#### Passage provided:
--

In this article, I’ll describe how to hunt for rootkits in linux, Rootkits are extremely advanced pieces of code, not any one can write it, However there’s a lot of Proof of concept code demonstrating rootkit techniques and how to build one from scratch, In the article I will present a technique based on instructions in some system calls, which can be used to detect rootkits.
I’ll explain techniques not only how to detect rootkits but also how to conduct a forensics and hunt down malware, I’ll focus only to cover the basics at first and understand the nature of the behavior. For those interested in learning about kernel rootkits, I have a separate post titled “Writing a Simple Rootkit for Linux” and “The linux kernel modules programming” which I recommend reading before delving into this topic.
Kernel-mode Rootkits
The kernel is responsible for handling a lot of the user’s system’s functionality whether that be browsing local files or using a web browser to browse the Internet. This is done through the implementation of system calls(low-level functions that run in a kernel context.)
Rootkits can either be in user-land or kernel-land, User-land refers to privilege ring 3, while kernel-land refers to privilege ring 0, In simple term “In order to stay invisible backdoors modify kernel structures and code, causing that nobody can trust the kernel. Nobody”
levels:
ring0(the most powerful privilege level)
ring1
ring2
ring3(the least powerful privilege level)
Dynamic Kernel load kernel modules to give admin the ability to load drivers and other code at runtime, and to remove the need to recompile the kernel and reboot. Kernel
rootkits
typically leverage this to run code directly in kernel space.
Usually what happen is that the code is designed to be loaded as a kernel module. This enables the rootkit
to exploit the dynamic kernel module loading feature, which allows it to inject its code directly into the running kernel without the need to recompile the entire kernel or reboot the system, Let’s take a look at Linux Kernel Module (LKM) Rootkit.
Many rootkits modifies syscall table in order to redirect some useful system calls like sys_read(), sys_write(), sys_getdents(), etc…, Let’s say we have rootkit.ko
to be able to grants the rootkit access to the kernel’s functions and data structures, first we must Locate the sys_call_table
,
/* Code snippet from hijack_execve() function */
syscall_table = (void *)kallsyms_lookup_name("sys_call_table");
real_execve = (void *)syscall_table[__NR_execve];
syscall_table[__NR_execve] = &new_execve;
in this function we uses kallsyms_lookup_name()
to locate the address of the sys_call_table
. Next After locating the sys_call_table
, the rootkit
replaces the address of the original execve()
system call with the address of its own new_execve()

--

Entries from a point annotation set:
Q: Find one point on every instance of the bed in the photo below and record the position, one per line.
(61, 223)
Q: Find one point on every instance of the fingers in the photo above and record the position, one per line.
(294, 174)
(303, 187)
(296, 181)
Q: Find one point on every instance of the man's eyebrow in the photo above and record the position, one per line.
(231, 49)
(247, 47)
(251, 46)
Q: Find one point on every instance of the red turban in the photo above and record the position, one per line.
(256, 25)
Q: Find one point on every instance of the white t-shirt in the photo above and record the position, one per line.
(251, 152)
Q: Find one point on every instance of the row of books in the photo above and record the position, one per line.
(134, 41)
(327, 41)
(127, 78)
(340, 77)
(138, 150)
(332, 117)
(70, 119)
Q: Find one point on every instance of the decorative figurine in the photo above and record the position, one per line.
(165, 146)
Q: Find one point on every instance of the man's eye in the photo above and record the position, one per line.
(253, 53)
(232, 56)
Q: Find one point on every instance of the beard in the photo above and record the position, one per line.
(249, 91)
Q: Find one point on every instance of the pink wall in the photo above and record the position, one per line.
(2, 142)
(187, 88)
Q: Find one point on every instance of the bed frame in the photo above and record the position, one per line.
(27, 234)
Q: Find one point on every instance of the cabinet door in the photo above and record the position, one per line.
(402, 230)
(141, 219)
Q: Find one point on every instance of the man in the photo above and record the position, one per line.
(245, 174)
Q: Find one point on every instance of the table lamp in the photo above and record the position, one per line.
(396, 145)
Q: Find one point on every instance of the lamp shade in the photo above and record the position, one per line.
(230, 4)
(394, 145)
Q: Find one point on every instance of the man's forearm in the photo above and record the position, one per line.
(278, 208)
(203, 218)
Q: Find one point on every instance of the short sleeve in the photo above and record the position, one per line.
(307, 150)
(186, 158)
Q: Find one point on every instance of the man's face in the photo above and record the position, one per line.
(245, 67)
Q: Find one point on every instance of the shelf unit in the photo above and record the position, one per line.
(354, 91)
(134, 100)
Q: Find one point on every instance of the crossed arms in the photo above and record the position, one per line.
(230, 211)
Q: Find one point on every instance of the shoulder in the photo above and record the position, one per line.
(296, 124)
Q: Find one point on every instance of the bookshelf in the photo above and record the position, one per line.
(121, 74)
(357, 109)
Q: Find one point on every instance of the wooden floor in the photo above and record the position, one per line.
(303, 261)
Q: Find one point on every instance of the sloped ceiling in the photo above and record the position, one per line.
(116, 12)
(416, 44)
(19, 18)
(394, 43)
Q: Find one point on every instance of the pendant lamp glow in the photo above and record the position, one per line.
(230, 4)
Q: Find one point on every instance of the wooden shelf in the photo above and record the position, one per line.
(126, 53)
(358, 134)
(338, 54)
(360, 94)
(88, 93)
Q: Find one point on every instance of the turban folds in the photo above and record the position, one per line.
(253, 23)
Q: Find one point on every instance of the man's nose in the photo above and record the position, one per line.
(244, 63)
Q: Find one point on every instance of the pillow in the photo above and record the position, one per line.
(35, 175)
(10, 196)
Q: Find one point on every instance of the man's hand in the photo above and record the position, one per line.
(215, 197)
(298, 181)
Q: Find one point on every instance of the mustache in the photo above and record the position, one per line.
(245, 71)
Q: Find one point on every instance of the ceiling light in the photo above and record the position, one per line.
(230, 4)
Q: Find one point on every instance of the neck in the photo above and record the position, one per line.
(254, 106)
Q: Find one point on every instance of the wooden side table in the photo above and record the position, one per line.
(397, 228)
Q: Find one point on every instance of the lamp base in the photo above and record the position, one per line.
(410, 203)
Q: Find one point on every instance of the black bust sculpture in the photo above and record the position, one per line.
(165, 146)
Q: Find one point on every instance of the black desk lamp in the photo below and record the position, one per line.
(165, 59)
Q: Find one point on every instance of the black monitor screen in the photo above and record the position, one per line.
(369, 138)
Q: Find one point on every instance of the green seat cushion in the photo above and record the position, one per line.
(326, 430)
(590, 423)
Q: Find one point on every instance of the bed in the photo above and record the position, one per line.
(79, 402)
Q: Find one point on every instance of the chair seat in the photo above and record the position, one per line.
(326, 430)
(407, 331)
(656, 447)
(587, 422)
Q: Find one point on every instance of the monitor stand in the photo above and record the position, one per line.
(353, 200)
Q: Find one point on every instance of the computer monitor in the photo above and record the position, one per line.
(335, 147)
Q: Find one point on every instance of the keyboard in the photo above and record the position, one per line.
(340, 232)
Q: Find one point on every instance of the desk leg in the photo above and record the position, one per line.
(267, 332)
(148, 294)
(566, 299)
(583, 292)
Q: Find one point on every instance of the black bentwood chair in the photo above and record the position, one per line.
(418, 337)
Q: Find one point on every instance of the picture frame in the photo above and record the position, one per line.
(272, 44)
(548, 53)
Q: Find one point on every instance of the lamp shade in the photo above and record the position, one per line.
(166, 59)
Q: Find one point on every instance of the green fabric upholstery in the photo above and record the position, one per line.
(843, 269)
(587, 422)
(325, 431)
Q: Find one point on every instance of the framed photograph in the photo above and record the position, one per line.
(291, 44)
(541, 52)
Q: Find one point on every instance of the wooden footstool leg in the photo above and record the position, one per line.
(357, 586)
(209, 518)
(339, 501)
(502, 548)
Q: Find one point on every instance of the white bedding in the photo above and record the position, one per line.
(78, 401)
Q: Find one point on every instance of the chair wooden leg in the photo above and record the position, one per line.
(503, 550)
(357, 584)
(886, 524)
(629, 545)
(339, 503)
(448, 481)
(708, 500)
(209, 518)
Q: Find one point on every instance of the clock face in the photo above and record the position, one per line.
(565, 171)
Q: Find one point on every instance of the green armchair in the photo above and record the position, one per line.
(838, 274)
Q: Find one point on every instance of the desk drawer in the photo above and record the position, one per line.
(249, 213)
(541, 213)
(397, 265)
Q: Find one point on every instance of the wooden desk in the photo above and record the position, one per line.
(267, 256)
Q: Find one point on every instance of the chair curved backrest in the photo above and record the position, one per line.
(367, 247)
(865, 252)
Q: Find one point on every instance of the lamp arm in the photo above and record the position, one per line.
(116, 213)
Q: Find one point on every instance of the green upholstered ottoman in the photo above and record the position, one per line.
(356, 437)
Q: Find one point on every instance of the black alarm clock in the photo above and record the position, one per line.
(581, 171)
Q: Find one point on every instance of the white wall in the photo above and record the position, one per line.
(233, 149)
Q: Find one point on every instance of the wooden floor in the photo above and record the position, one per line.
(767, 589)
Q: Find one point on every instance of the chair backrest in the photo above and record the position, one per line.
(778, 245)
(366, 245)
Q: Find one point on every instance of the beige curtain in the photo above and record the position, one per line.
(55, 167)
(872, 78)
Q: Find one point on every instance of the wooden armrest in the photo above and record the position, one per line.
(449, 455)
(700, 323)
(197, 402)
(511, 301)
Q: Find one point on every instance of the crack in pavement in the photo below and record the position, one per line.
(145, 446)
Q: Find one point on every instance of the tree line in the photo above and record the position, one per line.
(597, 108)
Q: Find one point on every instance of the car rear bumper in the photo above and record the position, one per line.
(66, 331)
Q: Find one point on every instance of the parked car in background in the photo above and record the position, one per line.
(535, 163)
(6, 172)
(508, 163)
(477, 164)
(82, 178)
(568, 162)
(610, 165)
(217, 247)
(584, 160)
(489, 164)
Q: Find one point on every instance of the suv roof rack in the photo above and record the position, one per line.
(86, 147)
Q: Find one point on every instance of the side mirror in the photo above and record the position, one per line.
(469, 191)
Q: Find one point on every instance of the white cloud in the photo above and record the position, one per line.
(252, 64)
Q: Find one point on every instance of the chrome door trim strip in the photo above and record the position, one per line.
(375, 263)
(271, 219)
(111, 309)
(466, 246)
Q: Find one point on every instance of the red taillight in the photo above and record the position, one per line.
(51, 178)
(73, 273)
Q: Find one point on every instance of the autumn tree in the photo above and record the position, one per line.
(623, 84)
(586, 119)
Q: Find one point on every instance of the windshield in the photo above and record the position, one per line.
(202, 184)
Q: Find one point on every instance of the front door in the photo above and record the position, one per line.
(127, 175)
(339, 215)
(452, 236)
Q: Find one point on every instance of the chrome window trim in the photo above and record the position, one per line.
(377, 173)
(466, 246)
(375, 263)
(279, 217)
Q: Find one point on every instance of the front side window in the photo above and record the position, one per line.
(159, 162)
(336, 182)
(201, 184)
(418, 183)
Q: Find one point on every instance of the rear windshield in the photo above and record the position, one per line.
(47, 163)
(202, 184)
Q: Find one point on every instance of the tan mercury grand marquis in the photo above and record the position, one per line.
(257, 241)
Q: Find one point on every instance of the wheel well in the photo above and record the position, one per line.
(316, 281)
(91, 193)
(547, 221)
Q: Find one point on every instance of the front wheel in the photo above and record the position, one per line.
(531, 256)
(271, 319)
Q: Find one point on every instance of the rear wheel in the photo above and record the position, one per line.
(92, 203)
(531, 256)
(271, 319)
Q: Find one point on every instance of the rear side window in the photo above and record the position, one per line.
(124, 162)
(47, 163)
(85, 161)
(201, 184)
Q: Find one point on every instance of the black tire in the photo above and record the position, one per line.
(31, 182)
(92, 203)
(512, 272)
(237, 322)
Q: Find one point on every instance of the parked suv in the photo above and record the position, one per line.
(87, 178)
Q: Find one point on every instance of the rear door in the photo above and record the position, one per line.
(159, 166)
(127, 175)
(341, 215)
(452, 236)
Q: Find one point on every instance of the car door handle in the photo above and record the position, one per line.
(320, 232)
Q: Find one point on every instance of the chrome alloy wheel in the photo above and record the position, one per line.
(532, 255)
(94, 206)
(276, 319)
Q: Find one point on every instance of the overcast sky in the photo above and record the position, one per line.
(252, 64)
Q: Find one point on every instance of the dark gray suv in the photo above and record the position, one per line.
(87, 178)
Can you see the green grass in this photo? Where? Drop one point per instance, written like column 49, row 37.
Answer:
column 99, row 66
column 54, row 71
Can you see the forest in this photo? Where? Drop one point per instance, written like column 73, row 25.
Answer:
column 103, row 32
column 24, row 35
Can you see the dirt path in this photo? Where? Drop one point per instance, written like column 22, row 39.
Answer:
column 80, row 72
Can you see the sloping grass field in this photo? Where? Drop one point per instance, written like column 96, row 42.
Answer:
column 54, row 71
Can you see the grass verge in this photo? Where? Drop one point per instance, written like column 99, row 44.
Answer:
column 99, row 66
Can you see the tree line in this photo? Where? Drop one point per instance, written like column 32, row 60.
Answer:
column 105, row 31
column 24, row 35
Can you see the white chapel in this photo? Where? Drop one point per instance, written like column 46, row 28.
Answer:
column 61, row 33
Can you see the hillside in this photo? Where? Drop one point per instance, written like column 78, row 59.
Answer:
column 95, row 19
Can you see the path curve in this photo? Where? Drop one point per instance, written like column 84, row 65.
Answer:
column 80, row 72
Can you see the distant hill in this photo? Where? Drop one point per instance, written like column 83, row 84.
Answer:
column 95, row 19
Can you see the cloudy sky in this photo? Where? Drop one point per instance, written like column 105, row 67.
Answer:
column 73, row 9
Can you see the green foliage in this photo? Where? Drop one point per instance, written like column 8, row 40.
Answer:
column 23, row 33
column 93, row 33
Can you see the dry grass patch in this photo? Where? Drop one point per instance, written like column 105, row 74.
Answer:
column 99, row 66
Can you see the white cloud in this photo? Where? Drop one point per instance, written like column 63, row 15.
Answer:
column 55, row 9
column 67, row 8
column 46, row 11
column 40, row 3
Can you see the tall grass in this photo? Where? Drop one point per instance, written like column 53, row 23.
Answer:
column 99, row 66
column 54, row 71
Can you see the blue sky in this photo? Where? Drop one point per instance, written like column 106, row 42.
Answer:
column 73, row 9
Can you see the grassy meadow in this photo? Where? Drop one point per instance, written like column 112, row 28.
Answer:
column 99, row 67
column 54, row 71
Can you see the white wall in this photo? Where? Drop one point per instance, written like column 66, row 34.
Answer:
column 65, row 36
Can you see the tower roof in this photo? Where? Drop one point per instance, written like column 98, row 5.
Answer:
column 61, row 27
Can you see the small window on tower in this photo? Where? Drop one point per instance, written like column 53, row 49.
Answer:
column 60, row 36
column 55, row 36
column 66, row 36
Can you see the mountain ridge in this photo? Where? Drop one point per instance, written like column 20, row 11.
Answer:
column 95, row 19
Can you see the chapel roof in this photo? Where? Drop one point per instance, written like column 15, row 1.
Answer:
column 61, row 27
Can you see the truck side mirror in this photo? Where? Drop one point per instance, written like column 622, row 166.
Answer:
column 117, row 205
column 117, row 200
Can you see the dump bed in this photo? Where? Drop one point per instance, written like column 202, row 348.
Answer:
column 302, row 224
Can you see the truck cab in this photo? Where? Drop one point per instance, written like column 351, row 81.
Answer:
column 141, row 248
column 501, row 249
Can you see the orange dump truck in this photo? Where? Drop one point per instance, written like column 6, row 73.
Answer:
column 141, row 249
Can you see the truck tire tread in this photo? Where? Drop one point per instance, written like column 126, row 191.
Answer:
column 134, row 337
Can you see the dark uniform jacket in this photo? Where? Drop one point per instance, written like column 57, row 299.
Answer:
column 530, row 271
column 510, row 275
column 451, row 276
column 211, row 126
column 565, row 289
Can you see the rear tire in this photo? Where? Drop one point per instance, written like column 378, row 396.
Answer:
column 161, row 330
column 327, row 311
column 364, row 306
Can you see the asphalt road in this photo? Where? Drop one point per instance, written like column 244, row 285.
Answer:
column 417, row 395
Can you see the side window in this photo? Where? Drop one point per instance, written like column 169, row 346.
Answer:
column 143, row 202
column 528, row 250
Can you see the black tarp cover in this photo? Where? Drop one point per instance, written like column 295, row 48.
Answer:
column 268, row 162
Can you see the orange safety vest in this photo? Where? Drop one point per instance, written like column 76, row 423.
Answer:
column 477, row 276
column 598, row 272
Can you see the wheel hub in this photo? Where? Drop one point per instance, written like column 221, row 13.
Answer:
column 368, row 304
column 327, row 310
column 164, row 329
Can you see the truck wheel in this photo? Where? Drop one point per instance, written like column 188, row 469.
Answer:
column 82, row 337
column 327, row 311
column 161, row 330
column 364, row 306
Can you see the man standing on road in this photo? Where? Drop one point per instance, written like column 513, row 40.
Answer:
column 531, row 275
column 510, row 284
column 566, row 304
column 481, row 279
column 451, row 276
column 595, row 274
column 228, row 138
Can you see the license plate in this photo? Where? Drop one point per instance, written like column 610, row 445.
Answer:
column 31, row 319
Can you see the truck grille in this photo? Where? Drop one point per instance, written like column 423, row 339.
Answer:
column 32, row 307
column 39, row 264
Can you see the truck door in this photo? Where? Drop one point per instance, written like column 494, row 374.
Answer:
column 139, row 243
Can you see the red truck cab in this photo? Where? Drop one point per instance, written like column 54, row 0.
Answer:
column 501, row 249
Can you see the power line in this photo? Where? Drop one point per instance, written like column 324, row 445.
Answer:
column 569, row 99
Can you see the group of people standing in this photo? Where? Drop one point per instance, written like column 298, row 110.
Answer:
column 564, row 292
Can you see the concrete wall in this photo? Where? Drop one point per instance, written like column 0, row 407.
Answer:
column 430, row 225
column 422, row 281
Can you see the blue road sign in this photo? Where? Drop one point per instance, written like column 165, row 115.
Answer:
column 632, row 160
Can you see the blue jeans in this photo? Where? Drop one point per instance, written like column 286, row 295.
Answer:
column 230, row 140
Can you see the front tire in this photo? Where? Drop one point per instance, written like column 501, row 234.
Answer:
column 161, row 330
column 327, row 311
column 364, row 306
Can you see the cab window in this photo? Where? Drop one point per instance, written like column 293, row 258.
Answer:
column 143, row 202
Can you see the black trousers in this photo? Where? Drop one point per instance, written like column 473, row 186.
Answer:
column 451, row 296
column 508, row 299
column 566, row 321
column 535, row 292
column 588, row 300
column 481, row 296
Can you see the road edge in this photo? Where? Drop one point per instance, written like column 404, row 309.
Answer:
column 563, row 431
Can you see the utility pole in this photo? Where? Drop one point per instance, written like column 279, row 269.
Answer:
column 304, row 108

--

#### Requirements:
(a) Translate this sentence from the rootkit article into Spanish: "The kernel is responsible for handling a lot of the user’s system’s functionality whether that be browsing local files or using a web browser to browse the Internet."
(b) Return the stretch of the rootkit article from "to locate the" through "its own new_execve()", copied word for word.
(c) Name every privilege ring that the rootkit article lists under "levels:".
None of the data is needed for this work.

#### Solutions per task:
(a) El kernel es responsable de gestionar gran parte de la funcionalidad del sistema del usuario, ya sea explorar archivos locales o usar un navegador web para navegar por Internet.

(b)
to locate the address of the sys_call_table
. Next After locating the sys_call_table
, the rootkit
replaces the address of the original execve()
system call with the address of its own new_execve()

(c) ring0, ring1, ring2, ring3